Action item:
From the records below, state how many lines hold the string "this", without any other text.

The records:
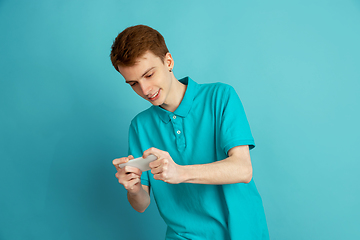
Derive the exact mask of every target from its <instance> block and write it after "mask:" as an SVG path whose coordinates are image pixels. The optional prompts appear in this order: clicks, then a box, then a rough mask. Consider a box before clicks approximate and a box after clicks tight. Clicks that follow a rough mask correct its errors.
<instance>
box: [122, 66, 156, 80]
mask: <svg viewBox="0 0 360 240" xmlns="http://www.w3.org/2000/svg"><path fill="white" fill-rule="evenodd" d="M154 68H155V67H151V68H149V69H148V70H146V71H145V73H144V74H143V75H141V77H140V78H142V77H144V76H145V75H146V74H147V73H148V72H150V71H151V70H153V69H154ZM125 82H126V83H130V82H136V80H129V81H125Z"/></svg>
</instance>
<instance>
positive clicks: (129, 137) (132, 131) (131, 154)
mask: <svg viewBox="0 0 360 240" xmlns="http://www.w3.org/2000/svg"><path fill="white" fill-rule="evenodd" d="M128 153H129V155H133V156H134V158H137V157H141V156H142V154H143V152H142V150H141V145H140V139H139V134H138V132H137V130H136V127H135V126H134V124H133V122H132V123H131V125H130V128H129V151H128ZM141 184H142V185H146V186H150V181H149V173H148V171H146V172H143V173H142V174H141Z"/></svg>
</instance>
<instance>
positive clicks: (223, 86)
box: [199, 82, 235, 93]
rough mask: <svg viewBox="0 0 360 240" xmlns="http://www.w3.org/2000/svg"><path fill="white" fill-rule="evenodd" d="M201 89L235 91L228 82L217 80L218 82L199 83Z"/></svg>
mask: <svg viewBox="0 0 360 240" xmlns="http://www.w3.org/2000/svg"><path fill="white" fill-rule="evenodd" d="M199 86H200V87H199V89H200V91H201V92H211V93H226V92H231V91H235V90H234V88H233V87H232V86H230V85H229V84H226V83H221V82H216V83H204V84H199Z"/></svg>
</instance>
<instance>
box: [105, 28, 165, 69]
mask: <svg viewBox="0 0 360 240" xmlns="http://www.w3.org/2000/svg"><path fill="white" fill-rule="evenodd" d="M147 51H151V52H152V53H153V54H155V55H156V56H158V57H159V58H160V59H161V60H162V61H164V58H165V55H166V54H167V53H168V52H169V50H168V48H167V47H166V44H165V40H164V37H163V36H162V35H161V34H160V33H159V32H158V31H156V30H155V29H153V28H151V27H148V26H145V25H136V26H132V27H128V28H126V29H125V30H124V31H122V32H121V33H119V35H118V36H117V37H116V38H115V41H114V43H113V45H112V46H111V53H110V58H111V62H112V64H113V66H114V68H115V69H116V70H117V71H119V69H118V66H119V65H120V66H133V65H134V64H135V61H136V59H137V58H139V57H141V56H142V55H143V54H145V53H146V52H147Z"/></svg>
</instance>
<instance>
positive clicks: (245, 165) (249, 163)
mask: <svg viewBox="0 0 360 240" xmlns="http://www.w3.org/2000/svg"><path fill="white" fill-rule="evenodd" d="M181 169H182V178H183V182H185V183H198V184H231V183H249V182H250V181H251V178H252V166H251V162H250V163H248V161H239V159H238V158H236V157H235V156H233V157H228V158H226V159H224V160H221V161H217V162H213V163H208V164H201V165H187V166H181Z"/></svg>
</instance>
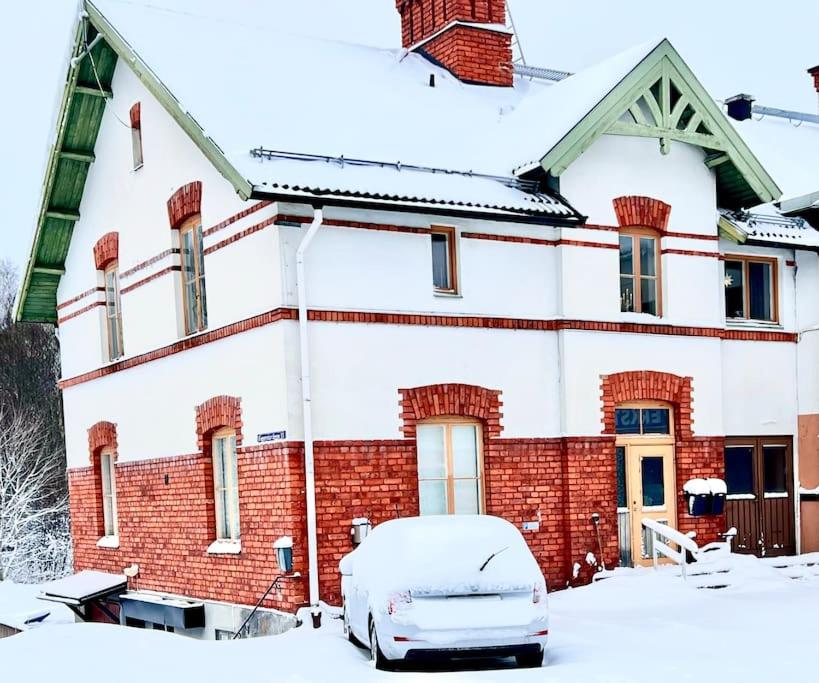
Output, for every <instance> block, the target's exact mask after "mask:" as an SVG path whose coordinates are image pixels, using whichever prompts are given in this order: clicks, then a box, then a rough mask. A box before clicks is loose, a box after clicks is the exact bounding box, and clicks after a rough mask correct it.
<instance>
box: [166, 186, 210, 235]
mask: <svg viewBox="0 0 819 683" xmlns="http://www.w3.org/2000/svg"><path fill="white" fill-rule="evenodd" d="M201 209H202V181H200V180H194V181H193V182H190V183H188V184H187V185H183V186H182V187H180V188H179V189H178V190H177V191H176V192H174V193H173V194H172V195H171V198H170V199H168V220H169V221H170V223H171V228H173V229H174V230H178V229H179V228H180V227H182V224H183V223H184V222H185V221H186V220H188V219H189V218H190V217H191V216H195V215H197V214H199V213H201V212H202V211H201Z"/></svg>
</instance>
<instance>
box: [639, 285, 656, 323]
mask: <svg viewBox="0 0 819 683" xmlns="http://www.w3.org/2000/svg"><path fill="white" fill-rule="evenodd" d="M640 312H641V313H648V314H649V315H657V280H656V278H649V277H641V278H640Z"/></svg>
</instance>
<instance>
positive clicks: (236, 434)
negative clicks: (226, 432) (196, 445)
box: [196, 396, 242, 451]
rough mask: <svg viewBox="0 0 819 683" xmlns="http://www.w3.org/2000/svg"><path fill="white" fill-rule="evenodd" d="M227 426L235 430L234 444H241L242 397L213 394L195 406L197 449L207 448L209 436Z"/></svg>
mask: <svg viewBox="0 0 819 683" xmlns="http://www.w3.org/2000/svg"><path fill="white" fill-rule="evenodd" d="M225 427H228V428H230V429H233V430H234V431H235V432H236V445H237V446H240V445H241V444H242V399H240V398H237V397H235V396H214V397H213V398H210V399H208V400H207V401H205V402H204V403H202V404H200V405H198V406H196V439H197V445H198V446H199V450H201V451H207V450H208V441H209V439H210V436H211V435H212V434H213V433H214V432H215V431H217V430H219V429H223V428H225Z"/></svg>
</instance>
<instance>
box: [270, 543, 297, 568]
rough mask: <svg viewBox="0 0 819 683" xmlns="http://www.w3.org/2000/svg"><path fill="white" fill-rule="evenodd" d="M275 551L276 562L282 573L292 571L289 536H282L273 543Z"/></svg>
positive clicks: (291, 554)
mask: <svg viewBox="0 0 819 683" xmlns="http://www.w3.org/2000/svg"><path fill="white" fill-rule="evenodd" d="M273 548H274V549H275V551H276V562H277V563H278V565H279V571H281V573H282V574H289V573H290V572H292V571H293V539H292V538H291V537H290V536H282V537H281V538H279V539H278V540H277V541H276V542H275V543H274V544H273Z"/></svg>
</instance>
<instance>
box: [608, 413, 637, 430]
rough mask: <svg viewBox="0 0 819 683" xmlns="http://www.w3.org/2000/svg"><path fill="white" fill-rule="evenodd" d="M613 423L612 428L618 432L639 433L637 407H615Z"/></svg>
mask: <svg viewBox="0 0 819 683" xmlns="http://www.w3.org/2000/svg"><path fill="white" fill-rule="evenodd" d="M614 423H615V425H614V429H615V431H616V432H617V433H618V434H639V433H640V410H639V408H617V410H615V411H614Z"/></svg>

Solution:
2